SET EXERCISE: Format the part of the listing that opens with the line containing "Target: rowboat" and runs through the end of the listing as a numbered list, one line per item, with blank lines and pictures left out.

SOURCE MATERIAL:
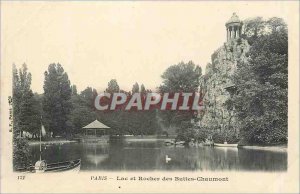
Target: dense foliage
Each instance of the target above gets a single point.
(183, 77)
(57, 100)
(262, 96)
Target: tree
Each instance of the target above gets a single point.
(254, 27)
(113, 86)
(26, 106)
(25, 115)
(88, 95)
(261, 101)
(56, 99)
(74, 90)
(179, 78)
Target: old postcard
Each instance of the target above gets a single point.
(149, 96)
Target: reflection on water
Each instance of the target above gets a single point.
(151, 156)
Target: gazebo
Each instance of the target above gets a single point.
(96, 128)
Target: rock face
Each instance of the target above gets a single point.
(217, 86)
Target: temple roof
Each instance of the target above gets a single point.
(96, 125)
(234, 19)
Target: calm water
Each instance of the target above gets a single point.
(151, 156)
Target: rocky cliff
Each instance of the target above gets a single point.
(217, 87)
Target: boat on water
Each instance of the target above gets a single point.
(225, 144)
(41, 166)
(67, 166)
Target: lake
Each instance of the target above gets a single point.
(151, 155)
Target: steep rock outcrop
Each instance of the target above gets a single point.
(216, 86)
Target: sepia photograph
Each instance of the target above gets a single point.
(99, 87)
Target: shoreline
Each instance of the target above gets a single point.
(51, 142)
(281, 148)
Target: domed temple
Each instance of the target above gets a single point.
(233, 27)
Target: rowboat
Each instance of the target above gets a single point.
(42, 167)
(68, 166)
(225, 144)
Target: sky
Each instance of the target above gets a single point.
(131, 41)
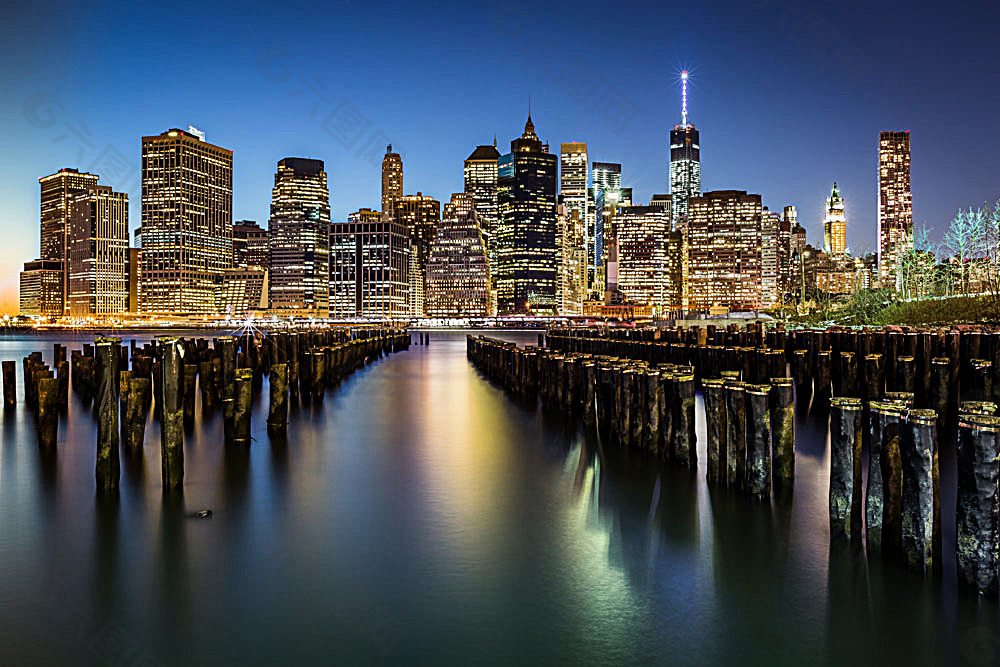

REPLY TO THE TASK:
1. Target: rowboat
2. Each instance of the target above gets a single point.
3. (42, 167)
4. (68, 166)
5. (225, 144)
6. Target: sky
7. Each instance of the target above gets a single point.
8. (131, 41)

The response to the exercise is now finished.